**Activity**
According to the text, how much did Affeldt pledge to donate for every strikeout?

═════ Text ═════

In October 2010, during a visit to a Bay Area elementary school alongside former Giants pitcher Juan Marichal, Affeldt told the students, "I try to make sure everybody, all the young people in the world, also have a chance to dream really big." In 2009, Affeldt donated $5,000 to the Not For Sale campaign for opening a medical clinic in Thailand for former child slaves. He also became a prominent member of Not For Sale's Free2Play campaign, pledging a $100 donation for every strikeout and recruiting other professional athletes, including his teammate Matt Cain and the St. Louis Cardinals' Matt Holliday. In addition, Affeldt has lent his support as a spokesperson for Larkin Street Youth Services, a San Francisco non-profit that provides services to young people experiencing homelessness.

═════ Material provided ═════

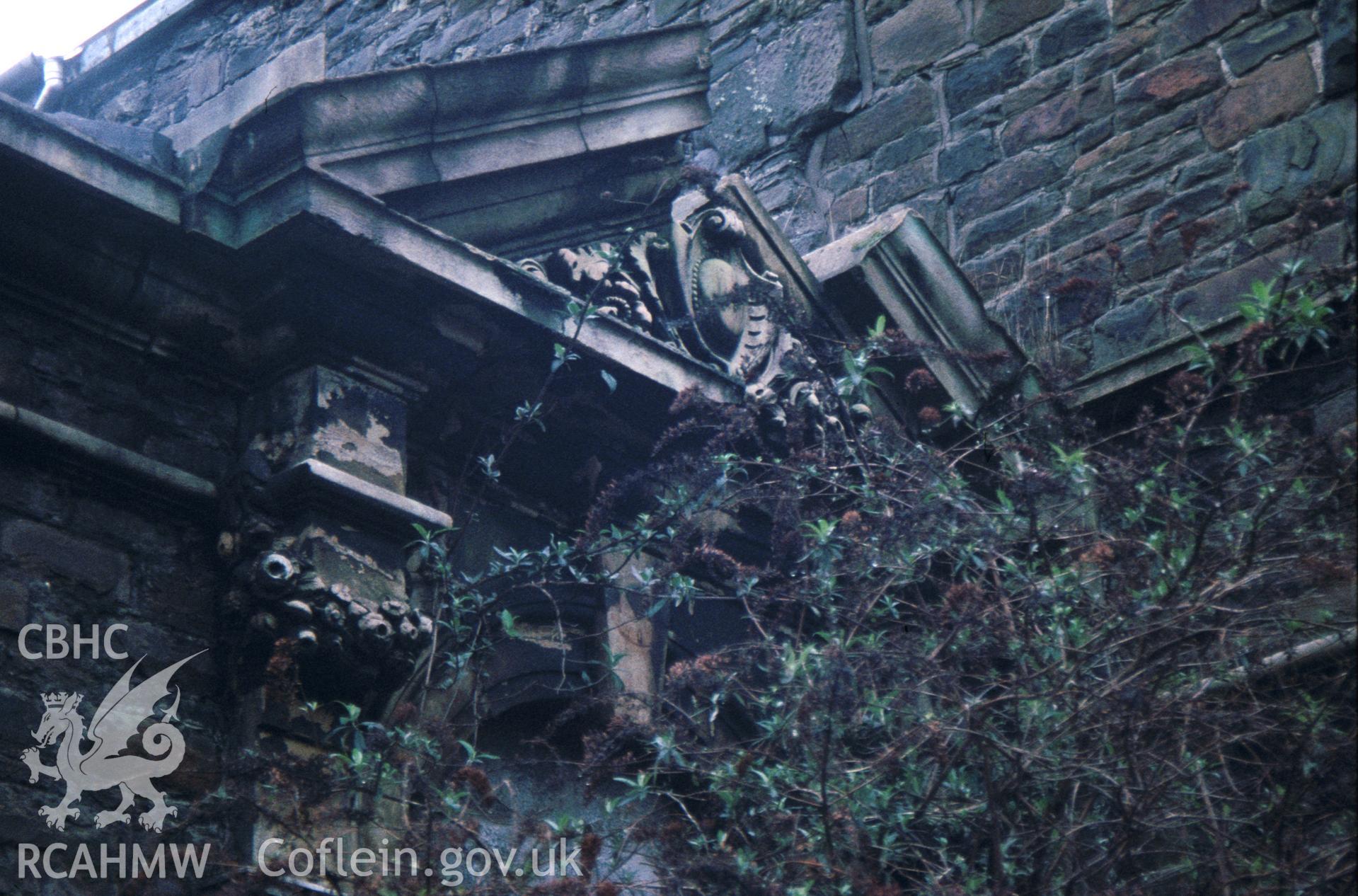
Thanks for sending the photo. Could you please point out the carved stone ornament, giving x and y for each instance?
(703, 292)
(282, 597)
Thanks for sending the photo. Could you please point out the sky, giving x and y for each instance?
(52, 28)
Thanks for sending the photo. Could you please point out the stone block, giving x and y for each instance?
(1311, 155)
(994, 273)
(737, 128)
(1001, 18)
(205, 79)
(1126, 331)
(1058, 116)
(1167, 87)
(986, 76)
(337, 420)
(1118, 50)
(810, 75)
(1072, 33)
(970, 155)
(899, 185)
(1004, 183)
(1273, 93)
(14, 604)
(914, 144)
(91, 565)
(1009, 224)
(851, 207)
(1338, 50)
(1124, 11)
(919, 35)
(1195, 21)
(298, 64)
(887, 118)
(1254, 47)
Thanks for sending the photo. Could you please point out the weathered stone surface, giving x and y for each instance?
(1338, 47)
(1118, 50)
(93, 565)
(1270, 94)
(14, 604)
(1058, 117)
(890, 116)
(919, 35)
(1197, 21)
(1001, 18)
(808, 74)
(1126, 11)
(1072, 33)
(1167, 87)
(737, 127)
(1254, 47)
(1004, 183)
(849, 207)
(1124, 331)
(1313, 154)
(899, 185)
(986, 76)
(969, 156)
(1009, 223)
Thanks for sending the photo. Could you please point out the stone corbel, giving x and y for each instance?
(319, 522)
(897, 264)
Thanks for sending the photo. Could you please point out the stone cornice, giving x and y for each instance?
(309, 195)
(435, 124)
(923, 294)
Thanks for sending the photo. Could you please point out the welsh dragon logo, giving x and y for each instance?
(105, 764)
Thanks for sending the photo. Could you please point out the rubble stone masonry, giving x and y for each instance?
(1083, 159)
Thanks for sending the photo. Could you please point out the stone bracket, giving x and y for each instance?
(901, 266)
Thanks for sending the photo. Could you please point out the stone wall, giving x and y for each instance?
(84, 553)
(1083, 159)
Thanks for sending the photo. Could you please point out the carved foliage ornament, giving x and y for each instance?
(703, 292)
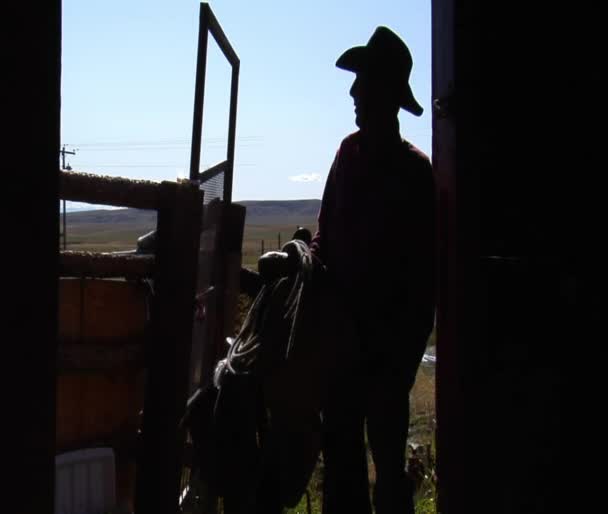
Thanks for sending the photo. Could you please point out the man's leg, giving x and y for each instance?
(345, 482)
(387, 429)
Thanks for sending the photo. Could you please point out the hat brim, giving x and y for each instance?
(357, 59)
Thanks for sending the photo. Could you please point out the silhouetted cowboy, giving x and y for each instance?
(376, 238)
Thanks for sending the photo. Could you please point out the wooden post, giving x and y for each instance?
(32, 84)
(160, 462)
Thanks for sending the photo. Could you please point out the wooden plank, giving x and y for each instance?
(159, 467)
(31, 116)
(76, 264)
(93, 358)
(118, 191)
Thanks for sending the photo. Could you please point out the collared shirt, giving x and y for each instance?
(376, 229)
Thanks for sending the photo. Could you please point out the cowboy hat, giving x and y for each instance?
(388, 56)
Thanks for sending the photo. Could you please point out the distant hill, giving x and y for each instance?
(270, 212)
(273, 212)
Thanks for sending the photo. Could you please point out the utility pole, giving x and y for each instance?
(63, 153)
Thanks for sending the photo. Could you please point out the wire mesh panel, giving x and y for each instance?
(213, 188)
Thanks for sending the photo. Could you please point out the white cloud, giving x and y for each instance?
(306, 177)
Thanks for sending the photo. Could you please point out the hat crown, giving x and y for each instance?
(390, 52)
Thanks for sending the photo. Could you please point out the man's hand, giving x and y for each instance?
(273, 265)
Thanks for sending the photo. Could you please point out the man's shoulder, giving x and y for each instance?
(417, 155)
(350, 142)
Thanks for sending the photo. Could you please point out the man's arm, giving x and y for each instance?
(319, 243)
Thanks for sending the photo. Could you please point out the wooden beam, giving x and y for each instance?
(105, 265)
(117, 191)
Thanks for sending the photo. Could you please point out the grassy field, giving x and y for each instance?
(113, 237)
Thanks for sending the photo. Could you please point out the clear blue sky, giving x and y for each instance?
(128, 86)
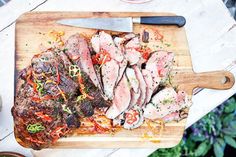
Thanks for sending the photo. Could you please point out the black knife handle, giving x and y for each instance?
(163, 20)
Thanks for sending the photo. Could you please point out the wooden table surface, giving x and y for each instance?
(211, 41)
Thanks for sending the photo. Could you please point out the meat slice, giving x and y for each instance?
(122, 66)
(107, 43)
(133, 81)
(110, 73)
(131, 54)
(149, 88)
(95, 41)
(133, 118)
(78, 51)
(142, 86)
(121, 99)
(52, 97)
(159, 64)
(165, 102)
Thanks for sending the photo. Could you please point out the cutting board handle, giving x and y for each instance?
(214, 80)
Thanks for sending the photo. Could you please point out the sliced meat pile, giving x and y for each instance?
(120, 75)
(58, 89)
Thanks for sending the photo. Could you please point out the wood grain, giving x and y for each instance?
(32, 30)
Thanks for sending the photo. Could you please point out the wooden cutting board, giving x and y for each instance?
(32, 30)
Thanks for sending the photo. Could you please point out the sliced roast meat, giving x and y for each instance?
(142, 85)
(107, 44)
(134, 97)
(95, 41)
(131, 54)
(121, 99)
(133, 81)
(149, 88)
(122, 66)
(165, 102)
(110, 74)
(47, 97)
(133, 118)
(134, 43)
(78, 51)
(159, 64)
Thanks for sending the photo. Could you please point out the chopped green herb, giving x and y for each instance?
(64, 50)
(34, 128)
(66, 109)
(80, 98)
(167, 101)
(74, 70)
(39, 87)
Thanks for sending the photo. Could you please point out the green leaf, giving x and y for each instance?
(232, 124)
(221, 142)
(207, 149)
(228, 119)
(201, 148)
(230, 106)
(230, 141)
(218, 124)
(218, 150)
(197, 138)
(229, 131)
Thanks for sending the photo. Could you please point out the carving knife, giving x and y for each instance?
(122, 24)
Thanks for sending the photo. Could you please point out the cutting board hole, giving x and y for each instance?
(225, 80)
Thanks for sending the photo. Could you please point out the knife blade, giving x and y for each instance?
(122, 24)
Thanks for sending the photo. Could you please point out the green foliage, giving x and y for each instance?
(213, 132)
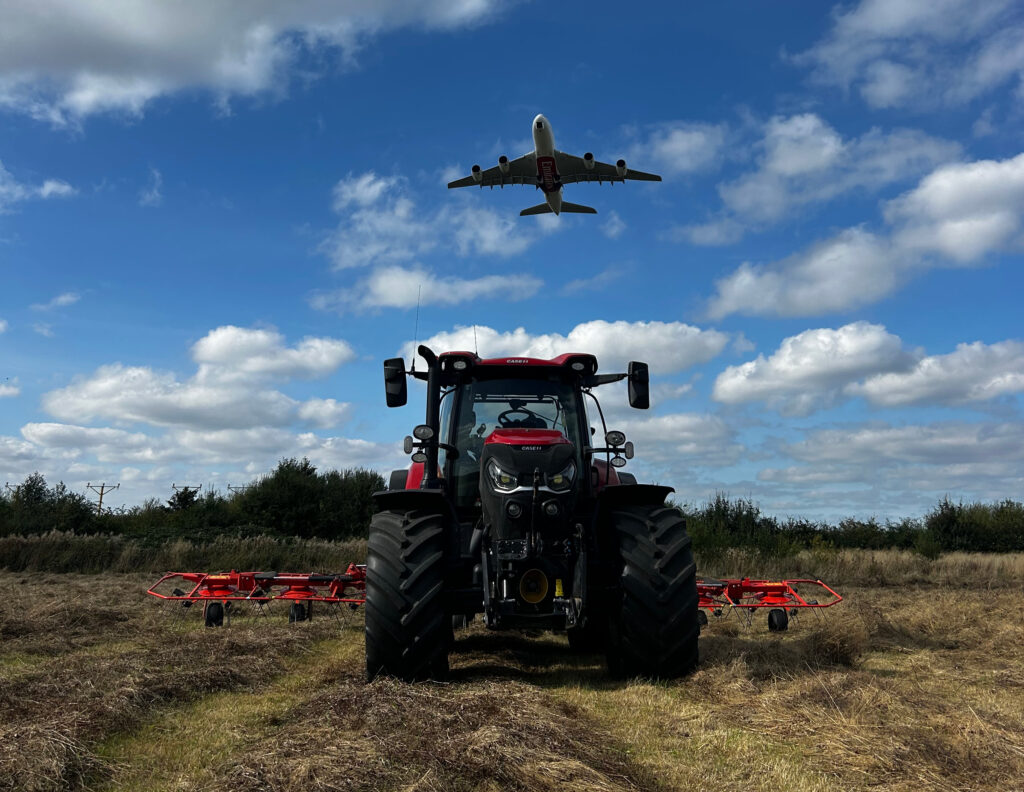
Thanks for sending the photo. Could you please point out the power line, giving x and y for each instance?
(101, 490)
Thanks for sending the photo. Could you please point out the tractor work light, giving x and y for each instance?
(561, 481)
(500, 478)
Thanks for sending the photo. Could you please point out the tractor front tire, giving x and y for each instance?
(653, 623)
(409, 632)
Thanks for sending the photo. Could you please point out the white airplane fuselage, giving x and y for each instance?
(548, 178)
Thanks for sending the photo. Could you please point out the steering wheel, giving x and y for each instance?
(505, 422)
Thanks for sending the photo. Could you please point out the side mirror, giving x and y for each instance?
(394, 382)
(639, 385)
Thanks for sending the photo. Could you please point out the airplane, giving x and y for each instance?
(548, 169)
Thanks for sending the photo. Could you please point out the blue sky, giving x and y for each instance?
(215, 219)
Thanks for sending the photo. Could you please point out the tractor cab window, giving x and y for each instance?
(507, 404)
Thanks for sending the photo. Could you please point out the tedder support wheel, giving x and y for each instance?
(778, 620)
(214, 615)
(409, 631)
(652, 624)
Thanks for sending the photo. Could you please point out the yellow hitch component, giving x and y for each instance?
(534, 586)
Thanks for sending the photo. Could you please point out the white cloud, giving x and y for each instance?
(699, 439)
(61, 59)
(804, 161)
(974, 372)
(225, 391)
(60, 301)
(956, 215)
(382, 224)
(937, 444)
(819, 368)
(54, 188)
(921, 53)
(396, 287)
(963, 211)
(613, 226)
(231, 353)
(595, 282)
(668, 346)
(151, 195)
(853, 268)
(12, 191)
(325, 413)
(680, 147)
(811, 370)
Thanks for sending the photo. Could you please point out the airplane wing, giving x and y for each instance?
(572, 169)
(521, 171)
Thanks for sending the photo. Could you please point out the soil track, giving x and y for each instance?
(100, 690)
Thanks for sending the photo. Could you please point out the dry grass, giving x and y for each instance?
(915, 689)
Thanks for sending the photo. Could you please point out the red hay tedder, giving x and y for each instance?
(782, 597)
(224, 594)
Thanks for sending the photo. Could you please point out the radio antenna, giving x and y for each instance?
(416, 331)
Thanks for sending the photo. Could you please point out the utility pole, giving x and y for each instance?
(101, 490)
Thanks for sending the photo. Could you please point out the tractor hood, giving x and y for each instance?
(526, 438)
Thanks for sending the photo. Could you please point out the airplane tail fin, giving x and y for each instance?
(578, 209)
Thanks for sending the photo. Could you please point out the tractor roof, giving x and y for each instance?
(577, 362)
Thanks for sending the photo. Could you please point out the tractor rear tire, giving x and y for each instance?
(652, 625)
(409, 631)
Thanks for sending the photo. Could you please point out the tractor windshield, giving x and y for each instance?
(507, 404)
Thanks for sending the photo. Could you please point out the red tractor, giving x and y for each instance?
(509, 510)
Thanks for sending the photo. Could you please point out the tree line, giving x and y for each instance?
(296, 500)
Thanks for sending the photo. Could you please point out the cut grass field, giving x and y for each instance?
(914, 689)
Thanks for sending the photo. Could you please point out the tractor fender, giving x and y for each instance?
(616, 496)
(413, 500)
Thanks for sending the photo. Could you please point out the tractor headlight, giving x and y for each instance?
(500, 478)
(562, 481)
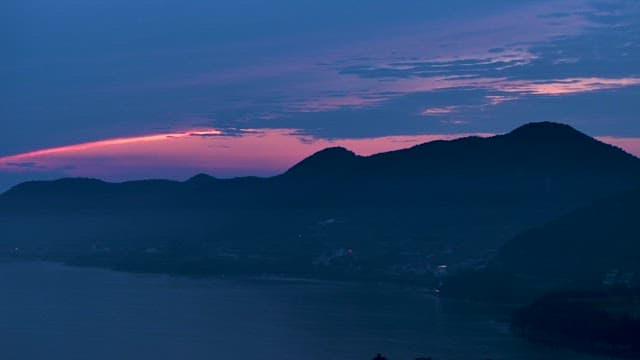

═════

**Answer to the problem**
$100 for every strikeout.